Given exercise: Please rewrite all the items below, putting "Object" wherever "Target" appears and leaving everything else as it is.

Records excerpted from a collection:
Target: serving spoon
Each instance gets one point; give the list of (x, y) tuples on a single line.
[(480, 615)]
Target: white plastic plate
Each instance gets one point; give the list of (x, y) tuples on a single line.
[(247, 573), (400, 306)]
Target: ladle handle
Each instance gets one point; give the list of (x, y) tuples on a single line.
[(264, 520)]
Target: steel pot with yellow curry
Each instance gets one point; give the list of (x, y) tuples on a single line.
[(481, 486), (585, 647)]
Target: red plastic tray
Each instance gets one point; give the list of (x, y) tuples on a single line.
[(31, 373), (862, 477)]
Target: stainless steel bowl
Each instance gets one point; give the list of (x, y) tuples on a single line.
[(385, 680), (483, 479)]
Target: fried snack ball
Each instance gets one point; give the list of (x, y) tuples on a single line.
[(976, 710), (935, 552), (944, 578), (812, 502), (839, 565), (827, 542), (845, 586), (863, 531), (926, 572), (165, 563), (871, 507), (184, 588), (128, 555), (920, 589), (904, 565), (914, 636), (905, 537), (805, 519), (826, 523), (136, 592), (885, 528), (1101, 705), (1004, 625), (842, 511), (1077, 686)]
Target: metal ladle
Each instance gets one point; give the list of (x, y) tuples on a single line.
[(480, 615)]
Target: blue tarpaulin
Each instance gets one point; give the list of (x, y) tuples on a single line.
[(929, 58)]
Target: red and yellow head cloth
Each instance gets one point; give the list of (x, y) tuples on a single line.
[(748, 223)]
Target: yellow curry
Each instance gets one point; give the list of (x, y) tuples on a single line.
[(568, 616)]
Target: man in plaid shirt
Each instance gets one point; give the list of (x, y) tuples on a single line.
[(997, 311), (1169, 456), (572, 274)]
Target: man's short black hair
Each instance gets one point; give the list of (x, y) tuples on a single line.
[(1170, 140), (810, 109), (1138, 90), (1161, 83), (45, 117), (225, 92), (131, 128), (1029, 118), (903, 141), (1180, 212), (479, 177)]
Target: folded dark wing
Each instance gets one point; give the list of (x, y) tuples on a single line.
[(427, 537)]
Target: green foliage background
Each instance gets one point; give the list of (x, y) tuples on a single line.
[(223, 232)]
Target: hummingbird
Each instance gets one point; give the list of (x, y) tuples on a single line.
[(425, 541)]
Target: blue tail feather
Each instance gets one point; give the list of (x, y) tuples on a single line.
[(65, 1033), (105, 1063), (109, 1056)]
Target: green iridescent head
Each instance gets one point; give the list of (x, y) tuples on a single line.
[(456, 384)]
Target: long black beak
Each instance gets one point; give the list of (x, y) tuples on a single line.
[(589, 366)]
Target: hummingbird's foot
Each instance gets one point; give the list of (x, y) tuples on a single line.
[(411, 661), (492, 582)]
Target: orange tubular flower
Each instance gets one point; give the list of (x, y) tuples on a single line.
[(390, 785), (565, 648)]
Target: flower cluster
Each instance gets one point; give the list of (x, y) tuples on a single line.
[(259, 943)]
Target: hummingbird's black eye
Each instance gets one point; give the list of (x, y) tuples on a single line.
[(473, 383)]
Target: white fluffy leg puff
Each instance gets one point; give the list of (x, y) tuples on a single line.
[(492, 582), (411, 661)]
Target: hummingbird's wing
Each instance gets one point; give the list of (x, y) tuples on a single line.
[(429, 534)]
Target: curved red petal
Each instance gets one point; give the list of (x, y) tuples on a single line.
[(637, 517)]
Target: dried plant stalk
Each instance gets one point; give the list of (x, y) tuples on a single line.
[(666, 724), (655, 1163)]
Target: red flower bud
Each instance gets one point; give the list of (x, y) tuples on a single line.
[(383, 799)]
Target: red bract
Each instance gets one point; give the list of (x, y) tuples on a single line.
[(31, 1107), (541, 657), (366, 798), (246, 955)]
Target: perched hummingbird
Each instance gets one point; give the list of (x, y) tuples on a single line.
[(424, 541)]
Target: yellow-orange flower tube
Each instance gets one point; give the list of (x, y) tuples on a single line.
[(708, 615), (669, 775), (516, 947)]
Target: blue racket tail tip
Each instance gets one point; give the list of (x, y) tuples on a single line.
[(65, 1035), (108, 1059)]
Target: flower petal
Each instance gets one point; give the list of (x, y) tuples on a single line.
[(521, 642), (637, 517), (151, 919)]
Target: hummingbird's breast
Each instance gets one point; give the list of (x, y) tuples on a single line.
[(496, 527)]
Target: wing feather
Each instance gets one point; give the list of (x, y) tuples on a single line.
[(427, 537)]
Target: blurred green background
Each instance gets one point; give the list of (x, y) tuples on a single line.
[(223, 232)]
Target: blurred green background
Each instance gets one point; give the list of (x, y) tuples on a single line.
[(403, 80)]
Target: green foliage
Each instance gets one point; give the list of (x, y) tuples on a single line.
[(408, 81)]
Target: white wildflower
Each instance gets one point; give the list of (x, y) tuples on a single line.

Correct output:
Object: serving spoon
Each instance gets one point; give the list of (x, y) tuples on a single line.
[(480, 615)]
Object: white plastic plate
Each instance gets one point; give the list of (x, y) tuples on a single line.
[(247, 573), (400, 306)]
Object: ladle handle
Each instance gets one point; give the list of (x, y) tuples on a single line.
[(264, 520)]
Object: steel pot with yellow curry
Each instance gets one point; give the list of (x, y) tuples on a single line.
[(481, 486), (585, 647)]
Object: red plastic tray
Each instance gets one point; give the list of (x, y) tuples on a single line.
[(31, 373), (862, 477)]
Object: stainless steel bowl
Each instance gets one point; give the list of (x, y) tuples on a single line.
[(385, 680), (483, 479)]
Object: fried snack ball
Each instance gets one point; give the list of (x, y) tuples on a single line.
[(976, 710), (935, 552), (944, 578), (812, 502), (839, 565), (827, 542), (845, 586), (863, 531), (926, 572), (165, 563), (871, 507), (184, 588), (128, 555), (920, 589), (904, 565), (914, 636), (905, 537), (805, 519), (826, 523), (136, 592), (885, 528), (1101, 705), (1004, 625), (842, 511), (1077, 686)]
Object: metal ladle
Each instance gets one point; give the list of (x, y) tuples on a single line.
[(480, 615)]
Object: blue tarpaulin
Each instance gets one point; give the list of (x, y) tuples on a single line.
[(929, 58)]
Object: red and yellow head cloth
Each instance gets one point; give the list of (x, y) tuples on a single line.
[(748, 223)]
Object: yellow curry
Each instance gets one point; give the list of (x, y) tuples on a single line.
[(568, 616)]
Object: man in plaid shirt
Each instance gets one point; give the list of (x, y) tuples on a single line.
[(997, 311), (1169, 456), (572, 274)]
Object: man's short black hair
Each instance gets one point; give the list of (x, y) tuples on a single line.
[(1170, 140), (810, 109), (1138, 90), (1161, 83), (45, 117), (225, 92), (131, 128), (1029, 118), (903, 141), (1180, 212), (479, 177)]
Object: folded dark wing
Each instance gets one point; give the list of (x, y) tuples on a single line.
[(427, 537)]
Object: green foliage background
Each instance gets one point; give the list of (x, y) tuples on a single line.
[(223, 232)]
Object: hummingbird
Each instance gets one point; give the list of (x, y) tuples on a single line.
[(425, 541)]
Object: blue tail feather
Each instance gets one point; give the list of (x, y) tuples on a single line.
[(65, 1033), (105, 1063), (109, 1056)]
Object: green iridescent head
Each instance gets one point; give the list of (x, y) tuples on a single line.
[(456, 384)]
Object: long black beak
Each instance gets one point; give the list of (x, y) tuples on a single line.
[(589, 366)]
Object: hummingbird's foot
Each instance gets one point; give the list of (x, y) tuples on a single line.
[(411, 661), (492, 582)]
Object: orange tubular flower
Each instance gets one point; give the list of (x, y) tuples on a single line.
[(390, 785), (565, 648)]
Object: flower cluster
Each instance gets one point; give the list of (x, y) tuples on a single line.
[(259, 943)]
Object: hummingbird's black eye
Each instance gets one point; give the list of (x, y) tuples on a single line.
[(473, 383)]
Object: white fluffy leg puff
Each instance gets one point; give the list of (x, y) tuples on a single line.
[(492, 582), (411, 661)]
Object: hummingbird's wing
Each instance gets one point; give the list of (x, y) tuples on a single line.
[(429, 534)]
Object: curved red petal
Each instance gets one point; give the list of (x, y) tuples on a single line.
[(637, 517)]
Object: dried plant stalk
Each instance gets one point; give the list of (x, y) tuples on a single line.
[(666, 724), (655, 1163)]
Object: red flower bud
Each instance gets one point; give the list of (x, y) tuples on a single line.
[(383, 799)]
Object: red bract
Each instance gets one point; give the list of (x, y) tuples on a single line.
[(31, 1107), (541, 657), (366, 798), (246, 955)]
Object: perched hummingbird
Each instance gets one point; give the list of (x, y) tuples on a single line.
[(424, 541)]
Object: yellow-orange flower tube
Each instance gets one point; give the list of (x, y) tuples on a single line.
[(708, 615), (669, 775), (516, 947)]
Object: blue racket tail tip
Each instance gets one point; give the list of (x, y) tuples on a single line.
[(65, 1035), (108, 1059)]
Object: flower petal
Each instance gets one point; give the list of (x, y) tuples on a single line.
[(521, 642), (637, 517), (151, 919)]
Object: hummingbird's breast
Each instance gets one point; give the list of (x, y) tuples on a single line.
[(496, 527)]
Object: wing feather
Each instance gets one point; give the list of (x, y) tuples on a single line.
[(427, 537)]
Object: blurred green background
Each instance gets one point; give the list of (x, y) tuples on a single line.
[(223, 232)]
Object: blurred green background
Each instance gets one point; give the list of (x, y) tuples on a single line.
[(403, 80)]
Object: green foliage
Each instance gets one point; give the list of (x, y) tuples on a single line.
[(408, 81)]
Object: white wildflower
Each instance gets one point; give the list of (x, y) tuples on a single line.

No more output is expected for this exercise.